Exercise requirements |
#1 Can you return the part of the ADC article between "Typically, applications such" and "performance and reliability.", inclusive, copying it word for word?
#2 Which applications does the ADC article name as requiring high-speed ADCs with high integration, excellent noise performance and low power consumption?
#3 Could you continue the ADC article from where it stops?

Selected extract |
High precision and signal analysis applications such as scientific instruments, imaging systems, medical instruments and spectrum analysis require high-speed analog-to-digital converters (ADCs) with high integration, excellent noise performance and low power consumption.
Typically, applications such as these have used either a microcontroller (MCU) with a 12-bit ADC or a standalone 16-bit ADC and an MCU. However, these methods add complexity and cost to the system. A better alternative is to implement an 8-bit MCU with an integrated 16-bit ADC on-chip reducing the board space, power consumption, development time and system cost while increasing performance and reliability.
When designers use an MCU with an integrated 12-bit ADC, external operational amplifiers signal condition the input with a preamp gain of up to 16, which effectively provides four additional ADC bits to the measured signal. However, there are several disadvantages to using this method. When amplified, larger signals eclipse the input range of most ADCs. Many of these systems also need to use oversampling, noise shaping and software filtering techniques to achieve system performance goals, which adds to software development cost. However, if designers oversample and average, or decimate, to achieve higher resolution, throughput is reduced by a factor of the oversampling ratio forcing a trade-off between resolution and throughput for a given sampling rate. Another trade-off is the reduced processor bandwidth during each sampling period (1/fs) due to additional sampling and computations required to achieve the additional resolution.
Another way to achieve 16-bit resolution is to implement a low-cost MCU with a standalone high-speed 16-bit ADC. This approach offers accuracy, efficient real estate and is less complicated to design and debug than the first method. However, standalone high-speed ADCs are expensive, which increases the overall cost of the system. A standalone ADC is typically very power hungry and is not appropriate for applications that require low power.
The third and best option for solving the problem of signal conditioning is to replace an MCU and a standalone ADC with a fully integrated mixed-signal MCU. For example, the C8051F064 MCU integrates dual 16-bit successive approximation (SAR) ADCs. Each of the ADCs can be used as a single-ended channel giving one mega sample per second (Msps) each or interleaved to provide a maximum of two Msps. These low-noise ADCs dissipate only 20 mW per channel offering the lowest power ADCs with comparable performance levels to standalone ADCs. Another advantage of the ADCs is their high-accuracy of 0,75 least significant bit (LSB) integral non-linearity (INL) and a signal-to-noise ratio of 89 dB SINAD. Due to the high sample speed, a direct memory access (DMA) is integrated that allows results to be transferred to RAM or a parallel port.
The C8051F064 family also has a high-speed, pipelined 25 MIPS 8051 CPU. Proprietary advanced design and verification methodologies enabled a 'hard-wired' implementation of the C8051Fx CPU to maximise the instruction throughput while retaining complete object code compatibility. On-chip digital peripherals include 64 KB of Flash memory, 4352 bytes of RAM, two standard UART, SMBus and SPI serial interfaces. The digital peripherals are mapped to the I/O pins via a crossbar that routes the required digital functions to the pins.

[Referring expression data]
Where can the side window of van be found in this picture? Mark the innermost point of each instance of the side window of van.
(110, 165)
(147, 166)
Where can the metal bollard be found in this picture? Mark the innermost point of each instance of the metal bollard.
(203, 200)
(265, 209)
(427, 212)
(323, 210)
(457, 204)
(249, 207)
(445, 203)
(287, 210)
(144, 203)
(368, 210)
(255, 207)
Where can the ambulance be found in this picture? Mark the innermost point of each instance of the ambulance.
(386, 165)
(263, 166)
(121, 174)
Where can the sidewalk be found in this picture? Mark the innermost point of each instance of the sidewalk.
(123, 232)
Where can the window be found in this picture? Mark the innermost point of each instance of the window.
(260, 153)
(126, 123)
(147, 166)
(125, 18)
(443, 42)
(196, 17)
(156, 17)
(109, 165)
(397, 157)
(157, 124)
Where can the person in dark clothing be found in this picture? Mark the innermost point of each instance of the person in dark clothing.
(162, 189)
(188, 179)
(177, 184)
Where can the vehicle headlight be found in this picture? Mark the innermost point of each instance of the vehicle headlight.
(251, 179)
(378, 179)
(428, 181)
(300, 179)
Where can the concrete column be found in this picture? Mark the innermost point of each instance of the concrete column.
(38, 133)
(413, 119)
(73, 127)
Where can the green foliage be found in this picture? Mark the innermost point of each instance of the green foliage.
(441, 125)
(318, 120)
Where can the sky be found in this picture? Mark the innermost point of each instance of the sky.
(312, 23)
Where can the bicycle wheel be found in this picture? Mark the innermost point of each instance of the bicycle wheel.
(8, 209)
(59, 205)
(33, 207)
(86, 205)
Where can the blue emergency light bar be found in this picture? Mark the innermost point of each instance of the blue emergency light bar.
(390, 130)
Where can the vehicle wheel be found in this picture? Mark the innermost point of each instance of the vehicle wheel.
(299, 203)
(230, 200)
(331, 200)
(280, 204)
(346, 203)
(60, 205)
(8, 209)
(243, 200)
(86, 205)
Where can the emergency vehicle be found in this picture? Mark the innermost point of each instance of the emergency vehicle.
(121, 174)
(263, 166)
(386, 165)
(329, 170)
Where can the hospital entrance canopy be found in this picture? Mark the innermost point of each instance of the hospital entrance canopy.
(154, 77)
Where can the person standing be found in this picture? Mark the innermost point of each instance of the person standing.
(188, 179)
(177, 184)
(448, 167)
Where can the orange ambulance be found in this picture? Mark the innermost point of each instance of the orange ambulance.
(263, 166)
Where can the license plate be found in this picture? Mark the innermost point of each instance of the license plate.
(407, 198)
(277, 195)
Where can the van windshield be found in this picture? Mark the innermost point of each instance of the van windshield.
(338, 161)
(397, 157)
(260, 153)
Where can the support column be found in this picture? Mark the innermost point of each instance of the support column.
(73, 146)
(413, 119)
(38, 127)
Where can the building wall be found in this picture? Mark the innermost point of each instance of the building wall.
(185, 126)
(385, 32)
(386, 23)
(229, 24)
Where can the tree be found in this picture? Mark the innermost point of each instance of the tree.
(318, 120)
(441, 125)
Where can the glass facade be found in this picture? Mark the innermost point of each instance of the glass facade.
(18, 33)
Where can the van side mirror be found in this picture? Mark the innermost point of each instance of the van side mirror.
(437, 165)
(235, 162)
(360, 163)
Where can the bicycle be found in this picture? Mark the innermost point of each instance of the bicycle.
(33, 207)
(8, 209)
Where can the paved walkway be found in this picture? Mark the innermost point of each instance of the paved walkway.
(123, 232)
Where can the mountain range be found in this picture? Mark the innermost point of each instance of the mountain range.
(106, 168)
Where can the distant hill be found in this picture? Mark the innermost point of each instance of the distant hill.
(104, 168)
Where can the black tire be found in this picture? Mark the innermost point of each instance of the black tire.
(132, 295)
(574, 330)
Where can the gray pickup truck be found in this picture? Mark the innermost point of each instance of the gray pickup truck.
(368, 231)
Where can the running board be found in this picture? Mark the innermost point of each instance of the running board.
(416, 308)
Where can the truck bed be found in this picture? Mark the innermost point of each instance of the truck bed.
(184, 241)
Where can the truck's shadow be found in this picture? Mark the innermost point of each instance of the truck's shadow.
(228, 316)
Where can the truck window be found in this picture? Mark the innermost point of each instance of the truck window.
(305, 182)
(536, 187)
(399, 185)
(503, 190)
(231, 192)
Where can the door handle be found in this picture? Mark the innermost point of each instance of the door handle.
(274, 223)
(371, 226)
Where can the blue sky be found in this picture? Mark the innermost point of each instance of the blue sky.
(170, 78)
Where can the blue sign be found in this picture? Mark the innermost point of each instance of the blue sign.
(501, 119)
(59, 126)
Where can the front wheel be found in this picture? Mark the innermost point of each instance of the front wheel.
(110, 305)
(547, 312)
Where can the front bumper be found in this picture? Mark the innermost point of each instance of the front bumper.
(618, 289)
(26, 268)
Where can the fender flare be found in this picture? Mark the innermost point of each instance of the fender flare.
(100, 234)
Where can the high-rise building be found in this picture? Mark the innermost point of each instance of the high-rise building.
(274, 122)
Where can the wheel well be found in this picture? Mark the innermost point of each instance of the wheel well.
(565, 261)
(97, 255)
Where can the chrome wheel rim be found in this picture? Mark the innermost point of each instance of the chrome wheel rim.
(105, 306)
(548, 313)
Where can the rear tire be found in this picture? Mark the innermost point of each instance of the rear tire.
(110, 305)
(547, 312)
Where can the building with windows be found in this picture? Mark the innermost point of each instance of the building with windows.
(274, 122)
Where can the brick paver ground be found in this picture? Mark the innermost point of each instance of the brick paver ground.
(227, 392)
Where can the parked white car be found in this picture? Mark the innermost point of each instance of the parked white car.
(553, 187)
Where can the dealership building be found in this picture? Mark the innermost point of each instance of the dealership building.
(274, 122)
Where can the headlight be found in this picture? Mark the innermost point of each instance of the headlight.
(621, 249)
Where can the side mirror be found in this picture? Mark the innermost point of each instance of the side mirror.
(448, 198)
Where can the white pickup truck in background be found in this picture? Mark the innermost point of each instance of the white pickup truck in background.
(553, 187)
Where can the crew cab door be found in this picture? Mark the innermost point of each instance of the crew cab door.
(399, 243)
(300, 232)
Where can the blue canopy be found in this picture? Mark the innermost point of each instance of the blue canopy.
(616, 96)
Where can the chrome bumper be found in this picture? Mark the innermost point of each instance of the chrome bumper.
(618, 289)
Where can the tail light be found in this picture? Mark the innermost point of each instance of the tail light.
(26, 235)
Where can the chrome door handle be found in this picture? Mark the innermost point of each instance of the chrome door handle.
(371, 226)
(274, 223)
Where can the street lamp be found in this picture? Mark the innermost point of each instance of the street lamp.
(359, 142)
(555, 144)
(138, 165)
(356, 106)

Expected responses |
#1
Typically, applications such as these have used either a microcontroller (MCU) with a 12-bit ADC or a standalone 16-bit ADC and an MCU. However, these methods add complexity and cost to the system. A better alternative is to implement an 8-bit MCU with an integrated 16-bit ADC on-chip reducing the board space, power consumption, development time and system cost while increasing performance and reliability.

#2
- scientific instruments
- imaging systems
- medical instruments
- spectrum analysis

#3
An on-chip 2% precision internal oscillator allows for increased integration and external component elimination. The 24,5 MHz oscillator eliminates the need for an external precision crystal oscillator or resonator, which can save $0,50 to $1 in many systems. The oscillator, which is calibrated at the factory, is also accurate enough to generate the communication clock for the standard UART baud rates. Port pins can be configured to accommodate a tighter tolerance oscillator if required. By running the oscillator at a lower frequency, customers can lower the overall power consumption of the system. By cutting the master clock's frequency in half, the operating current is approximately cut in half. The C8051F064 product supports four divide down (up to a divide by eight) master clock modes.
For example, an application that is easily simplified using an MCU with an on-chip, high-speed 16-bit ADC such as the C8051F064 is an in-motion weigh scale. These extremely fast and efficient scales offer highly accurate package weighing but require high-speed analog and processing capability to gather and process the weight data because the speed of the conveyor belt is extremely high. Under this circumstance the 1 Msps, 16-bit SAR ADC has a shorter sampling time and therefore greater measurement accuracy versus delta sigma ADCs, whose accuracy drops off as throughput increases. A high-speed CPU is required to process the data very quickly with an algorithm running at high speed.
A typical in-motion weigh scale is shown in Figure 3. A bridge transducer supported on load cells, high-performance MCU and a belt-speed sensor are the main components of the system. Material weight on the belt is measured by load cells that send a voltage signal to the ADC proportional to the force applied to the bridge. To determine an accurate weight, the high-speed ADC constantly samples the load cell output from when the package enters the weigh station conveyor until the package is completely over the scale. The samples collected at this point are averaged to obtain a final weight value. This data can be displayed either on the LCD panel or transmitted through a standard serial port to a PC for further analysis and reporting.
Bridge transducers are the most common sensor type in an in-motion weigh scale. They convert a force into a voltage that is proportional to the force applied to the bridge. Bridge transducers are used because they are extremely linear and have repeatable characteristics for large applied forces. The full-scale output voltage of this type of sensor depends on its excitation voltage (the voltage used to excite the sensor). 5 V is a common excitation voltage. For example, a five pound scale that has a bridge transducer with a 10 mV/V sensitivity excited with a 5 V supply will ideally produce a 50 mV output voltage when a five pound weight is placed on the transducer.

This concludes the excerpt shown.